/---

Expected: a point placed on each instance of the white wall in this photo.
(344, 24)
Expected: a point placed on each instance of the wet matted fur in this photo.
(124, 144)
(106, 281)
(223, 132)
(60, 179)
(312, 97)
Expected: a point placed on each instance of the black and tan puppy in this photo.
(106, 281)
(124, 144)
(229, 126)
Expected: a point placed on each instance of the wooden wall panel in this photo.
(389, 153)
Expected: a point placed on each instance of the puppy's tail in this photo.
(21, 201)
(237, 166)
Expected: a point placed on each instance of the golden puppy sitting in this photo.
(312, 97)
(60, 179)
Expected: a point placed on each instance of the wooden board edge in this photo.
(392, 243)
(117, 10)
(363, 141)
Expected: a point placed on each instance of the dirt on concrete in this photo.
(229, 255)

\---
/---

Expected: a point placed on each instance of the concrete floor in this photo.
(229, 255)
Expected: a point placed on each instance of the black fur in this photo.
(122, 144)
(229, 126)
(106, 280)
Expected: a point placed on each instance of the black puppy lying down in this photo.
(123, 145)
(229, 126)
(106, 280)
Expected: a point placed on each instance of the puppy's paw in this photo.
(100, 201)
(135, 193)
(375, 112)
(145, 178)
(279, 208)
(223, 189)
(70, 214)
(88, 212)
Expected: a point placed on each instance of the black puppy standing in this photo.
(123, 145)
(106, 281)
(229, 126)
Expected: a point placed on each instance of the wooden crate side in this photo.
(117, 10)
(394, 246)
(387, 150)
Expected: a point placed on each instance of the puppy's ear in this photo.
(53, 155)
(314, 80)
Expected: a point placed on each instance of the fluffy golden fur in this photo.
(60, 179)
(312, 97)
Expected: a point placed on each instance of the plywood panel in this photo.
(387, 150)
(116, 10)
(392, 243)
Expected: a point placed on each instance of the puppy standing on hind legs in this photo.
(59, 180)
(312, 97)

\---

_Aim_:
Copy out, in full, every line of the data above that contains the word "puppy".

_Expected answer_:
Expected: a point placed on each instance of the black and tan puppy in this photo.
Expected: a point placed on each instance of the puppy's tail in this photo.
Expected: a point placed on each instance of the golden puppy sitting in this photo.
Expected: a point placed on each instance of the black puppy lying down in this photo.
Expected: a point placed on each instance of the puppy's paw in this photo.
Expected: a point placed on each instance of the black puppy standing in this photo.
Expected: a point placed on each instance of the puppy's ear in this photo.
Expected: a point placed on each instance of the puppy standing on hind legs in this photo.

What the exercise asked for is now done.